• _The problem_
Rewrite the records below with every "place a dot" changed to "put a mark", leaving everything else as it is.
-- BEGIN Entries --
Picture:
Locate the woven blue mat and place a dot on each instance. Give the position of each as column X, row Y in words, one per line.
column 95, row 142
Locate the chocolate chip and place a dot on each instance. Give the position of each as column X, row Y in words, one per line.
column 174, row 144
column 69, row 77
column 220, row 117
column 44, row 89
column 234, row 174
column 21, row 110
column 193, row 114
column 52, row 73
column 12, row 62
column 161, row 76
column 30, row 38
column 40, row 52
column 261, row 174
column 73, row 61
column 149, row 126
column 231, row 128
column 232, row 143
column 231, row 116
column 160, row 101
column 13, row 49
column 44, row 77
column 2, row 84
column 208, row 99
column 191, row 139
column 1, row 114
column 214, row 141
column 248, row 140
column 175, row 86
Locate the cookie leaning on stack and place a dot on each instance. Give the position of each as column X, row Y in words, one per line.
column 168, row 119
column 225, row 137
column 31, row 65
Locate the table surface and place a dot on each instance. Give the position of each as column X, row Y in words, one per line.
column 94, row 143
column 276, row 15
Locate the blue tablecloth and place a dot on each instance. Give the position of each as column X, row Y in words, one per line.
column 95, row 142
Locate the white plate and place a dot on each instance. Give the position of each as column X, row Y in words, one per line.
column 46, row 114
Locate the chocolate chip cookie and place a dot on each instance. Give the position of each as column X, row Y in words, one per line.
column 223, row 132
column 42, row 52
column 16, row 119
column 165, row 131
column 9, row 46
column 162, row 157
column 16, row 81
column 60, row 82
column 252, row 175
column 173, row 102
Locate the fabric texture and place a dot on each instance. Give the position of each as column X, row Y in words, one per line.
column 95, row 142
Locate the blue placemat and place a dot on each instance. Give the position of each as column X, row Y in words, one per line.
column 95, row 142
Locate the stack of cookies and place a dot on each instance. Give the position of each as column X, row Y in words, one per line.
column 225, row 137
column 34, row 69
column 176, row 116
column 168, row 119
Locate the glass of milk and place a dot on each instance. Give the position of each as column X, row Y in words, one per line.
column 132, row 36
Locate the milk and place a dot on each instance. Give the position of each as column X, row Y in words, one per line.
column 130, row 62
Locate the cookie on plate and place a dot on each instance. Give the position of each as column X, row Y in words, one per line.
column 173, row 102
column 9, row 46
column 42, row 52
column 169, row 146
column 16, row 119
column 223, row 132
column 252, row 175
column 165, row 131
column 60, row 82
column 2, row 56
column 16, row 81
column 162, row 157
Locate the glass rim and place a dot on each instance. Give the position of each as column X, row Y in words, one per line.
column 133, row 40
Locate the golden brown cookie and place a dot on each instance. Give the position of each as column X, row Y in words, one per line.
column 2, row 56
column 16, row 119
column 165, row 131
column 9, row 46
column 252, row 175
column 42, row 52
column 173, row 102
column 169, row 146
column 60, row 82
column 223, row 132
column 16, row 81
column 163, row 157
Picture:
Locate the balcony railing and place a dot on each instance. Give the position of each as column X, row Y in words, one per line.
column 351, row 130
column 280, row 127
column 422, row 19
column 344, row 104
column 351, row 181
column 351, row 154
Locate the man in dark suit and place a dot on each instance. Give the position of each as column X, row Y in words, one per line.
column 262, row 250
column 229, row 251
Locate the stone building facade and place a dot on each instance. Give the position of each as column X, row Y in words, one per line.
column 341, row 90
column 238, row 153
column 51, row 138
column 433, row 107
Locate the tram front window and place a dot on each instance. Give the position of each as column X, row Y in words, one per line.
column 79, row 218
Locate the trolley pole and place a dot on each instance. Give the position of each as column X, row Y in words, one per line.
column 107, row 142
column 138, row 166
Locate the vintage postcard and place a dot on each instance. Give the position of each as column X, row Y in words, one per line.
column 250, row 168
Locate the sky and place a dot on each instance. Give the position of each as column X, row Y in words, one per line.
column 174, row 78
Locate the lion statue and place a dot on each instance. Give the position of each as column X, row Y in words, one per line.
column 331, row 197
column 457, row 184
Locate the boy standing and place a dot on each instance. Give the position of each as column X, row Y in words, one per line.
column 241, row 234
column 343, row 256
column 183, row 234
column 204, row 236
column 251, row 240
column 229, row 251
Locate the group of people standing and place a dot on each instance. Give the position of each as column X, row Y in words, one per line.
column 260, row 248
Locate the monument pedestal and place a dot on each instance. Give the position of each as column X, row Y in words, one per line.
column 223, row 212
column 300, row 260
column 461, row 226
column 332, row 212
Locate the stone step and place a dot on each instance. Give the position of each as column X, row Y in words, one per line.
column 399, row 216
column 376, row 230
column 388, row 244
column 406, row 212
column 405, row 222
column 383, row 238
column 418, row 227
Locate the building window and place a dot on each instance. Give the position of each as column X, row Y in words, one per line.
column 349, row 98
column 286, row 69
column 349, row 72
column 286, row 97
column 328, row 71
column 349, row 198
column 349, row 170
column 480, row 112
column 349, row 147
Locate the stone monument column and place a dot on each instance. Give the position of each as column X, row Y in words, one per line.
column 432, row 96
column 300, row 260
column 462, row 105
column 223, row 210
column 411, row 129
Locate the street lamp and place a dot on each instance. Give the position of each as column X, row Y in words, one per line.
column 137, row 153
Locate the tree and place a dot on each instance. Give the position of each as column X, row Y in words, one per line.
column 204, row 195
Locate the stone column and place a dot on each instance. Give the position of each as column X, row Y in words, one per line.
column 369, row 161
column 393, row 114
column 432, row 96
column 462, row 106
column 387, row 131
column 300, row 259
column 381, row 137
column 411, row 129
-- END Entries --
• _Written solution_
Picture:
Locate the woven blue mat and put a mark on each instance. Give the position of each as column X, row Y in words, one per line.
column 95, row 142
Locate the chocolate chip and put a mark on each instance. Give the position of each as column X, row Y in words, one per line.
column 174, row 144
column 69, row 77
column 220, row 117
column 44, row 89
column 234, row 174
column 21, row 110
column 193, row 114
column 52, row 73
column 12, row 62
column 161, row 76
column 30, row 38
column 40, row 52
column 261, row 174
column 73, row 61
column 149, row 126
column 231, row 128
column 232, row 143
column 231, row 116
column 160, row 101
column 13, row 49
column 44, row 77
column 2, row 84
column 208, row 99
column 191, row 139
column 1, row 114
column 214, row 141
column 248, row 140
column 175, row 86
Locate the cookie leaning on stack and put a mark on each instance. Give the position of each as column X, row Y in words, one per line.
column 168, row 119
column 225, row 137
column 31, row 65
Locate the table surface and put a mark on each instance. Give the position of each as column X, row Y in words, one per line.
column 94, row 143
column 276, row 15
Locate the blue tablecloth and put a mark on each instance. Give the position of each as column X, row Y in words, one per line.
column 95, row 142
Locate the white plate and put a mark on each instance. Give the position of each as column X, row Y in words, one per line.
column 46, row 114
Locate the chocolate chip cookie and put a mark on each instance. Give the position of each as column X, row Y in words, one per line.
column 223, row 132
column 42, row 52
column 16, row 119
column 165, row 131
column 9, row 46
column 162, row 157
column 16, row 81
column 60, row 82
column 252, row 175
column 173, row 102
Locate the fabric texture and put a mark on each instance. Give the position of each as column X, row Y in words, one per line.
column 95, row 142
Locate the blue placemat and put a mark on each instance. Give the position of each as column X, row Y in words, one per line.
column 95, row 142
Locate the stack of cookies and put a mark on each instance. Give the position of each as column X, row Y in words, one per line.
column 225, row 137
column 34, row 69
column 176, row 116
column 168, row 119
Locate the glass of milk and put a mark on each instance. Give the position of each as column X, row Y in words, one per line.
column 132, row 36
Locate the milk and put a mark on each instance. Give the position of each as column X, row Y in words, one per line.
column 130, row 62
Locate the cookie on plate and put a mark on each instance. Give the position of each as column X, row Y in words, one per line.
column 173, row 102
column 9, row 46
column 42, row 52
column 169, row 146
column 16, row 119
column 223, row 132
column 252, row 175
column 165, row 131
column 60, row 82
column 2, row 56
column 16, row 81
column 162, row 157
Locate the glass rim and put a mark on each instance. Give the position of each as column X, row Y in words, one per line.
column 133, row 40
Locate the golden brown cookie and put a mark on each instance. Give the position of each as column X, row Y in words, one per line.
column 2, row 56
column 16, row 119
column 165, row 131
column 9, row 46
column 252, row 175
column 42, row 52
column 173, row 102
column 169, row 146
column 60, row 82
column 223, row 132
column 16, row 81
column 163, row 157
Picture:
Locate the balcony railing and put a mark on each instance. Give the position of each as column X, row Y in words, one per line.
column 351, row 130
column 280, row 127
column 422, row 19
column 344, row 104
column 351, row 181
column 351, row 154
Locate the man in dark suit and put a mark on each instance. Give the position of each as column X, row Y in words, one per line.
column 262, row 250
column 229, row 251
Locate the stone building facade and put a mark on each instance. Give the position of each as column X, row Y in words, one per line.
column 341, row 90
column 238, row 153
column 51, row 138
column 433, row 107
Locate the tram front window and put a mark on each instance. Give the position of each as column X, row Y in words, one per line.
column 79, row 218
Locate the trolley pole and put a mark on each instance. Give the position of each as column X, row Y in words, one per line.
column 107, row 142
column 138, row 166
Locate the vintage postcard and put a mark on each instance. Give the position of each as column X, row Y in words, one per line.
column 250, row 168
Locate the sky and put a mark on each instance. Give the position of each as column X, row Y in words, one per line.
column 174, row 78
Locate the lion statue and put a mark on each instance. Give the position of each as column X, row Y in words, one per line.
column 331, row 197
column 457, row 184
Locate the boy standing and put a mark on each instance. Give the position of each as column X, row Y in words, one per line.
column 241, row 234
column 343, row 256
column 183, row 234
column 204, row 236
column 251, row 240
column 229, row 251
Locate the group of people standing and put a mark on each instance. Give the position of each as column X, row Y in words, one per line.
column 260, row 248
Locate the monument pedestal and put a mark on each instance. Give the position of each as column X, row Y in words, one per line.
column 223, row 212
column 300, row 260
column 461, row 226
column 332, row 212
Locate the stone step and put a mark on each instance. Give the position of each as column X, row Y in words, one per line.
column 399, row 216
column 376, row 230
column 388, row 244
column 406, row 212
column 405, row 222
column 383, row 238
column 418, row 227
Locate the building window and put a mark on each instance. Give the position of each as column X, row Y in words, one per line.
column 349, row 98
column 286, row 69
column 349, row 72
column 286, row 97
column 328, row 71
column 349, row 198
column 349, row 170
column 480, row 112
column 349, row 147
Locate the stone monument column and put a mark on each instance. Give the position of each as column X, row Y in words, one per line.
column 432, row 96
column 300, row 260
column 462, row 105
column 223, row 210
column 411, row 129
Locate the street lamp and put a mark on each instance. Give the position of each as column X, row Y in words, one per line.
column 137, row 153
Locate the tree and put a mark on each instance. Give the position of each as column X, row Y in words, one per line.
column 204, row 195
Locate the stone column and put a mark on each instance. Give the position of each as column X, row Y in words, one per line.
column 369, row 161
column 393, row 114
column 432, row 96
column 462, row 106
column 387, row 131
column 300, row 259
column 381, row 137
column 411, row 129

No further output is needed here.